Consigne 1 =
Dans le passage, quel nom l'opération militaire de l'OTAN porte-t-elle ?

Passage =
Depuis que l’OTAN a pilonné des objectifs civils en Serbie et au Kosovo (chacun sait à présent que l’armée serbe en est sortie indemne), la presse française s’est aperçue que Milosevic est un « criminel » qui persécute les populations yougoslaves depuis dix ans. Mieux vaut tard que jamais. Mais c’est encore trop tôt pour des légions d’« intellectuels de gauche », dernières vestales, avec les « nationaux-républicains », d’un pro-serbisme qui n’ose presque plus dire son nom. L’impérialisme otanien échauffe leur bile, mais ils n’ont jamais vu passer l’impérialisme serbe, qui n’est d’ailleurs pas si méchant parce qu’il est plus petit. Dans l’opération « Force alliée », ils n’ont vu, c’est le cas de le dire, que du feu – nulle mesure qui pût servir la domination serbe, dont Milosevic n’est à l’évidence qu’un accessoire à usure programmée et un valet qu’on renvoie lorsqu’on juge qu’il abuse des libertés qu’on lui octroie. Voici huit ans qu’en spécialistes de la « complexité » ils pontifient sur ces guerres auxquelles ils n’entendent rien, et dans leurs fiefs, ils ne sont pas près de tolérer autre chose que l’écho de leurs chansons (cf. annexe F).

Données fournies =

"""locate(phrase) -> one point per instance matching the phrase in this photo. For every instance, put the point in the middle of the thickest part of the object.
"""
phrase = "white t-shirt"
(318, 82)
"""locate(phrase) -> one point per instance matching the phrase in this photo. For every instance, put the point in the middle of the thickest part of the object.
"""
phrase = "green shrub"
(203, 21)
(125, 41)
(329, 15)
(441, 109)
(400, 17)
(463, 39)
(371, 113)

Consigne 2 =
Recopiez intégralement la liste ci-dessus, ligne par ligne et sans la moindre modification.

Réponse attendue 1 =
« Force alliée »

Réponse attendue 2 =
"""locate(phrase) -> one point per instance matching the phrase in this photo. For every instance, put the point in the middle of the thickest part of the object.
"""
phrase = "white t-shirt"
(318, 82)
"""locate(phrase) -> one point per instance matching the phrase in this photo. For every instance, put the point in the middle of the thickest part of the object.
"""
phrase = "green shrub"
(203, 21)
(125, 41)
(329, 15)
(441, 109)
(400, 17)
(463, 39)
(371, 113)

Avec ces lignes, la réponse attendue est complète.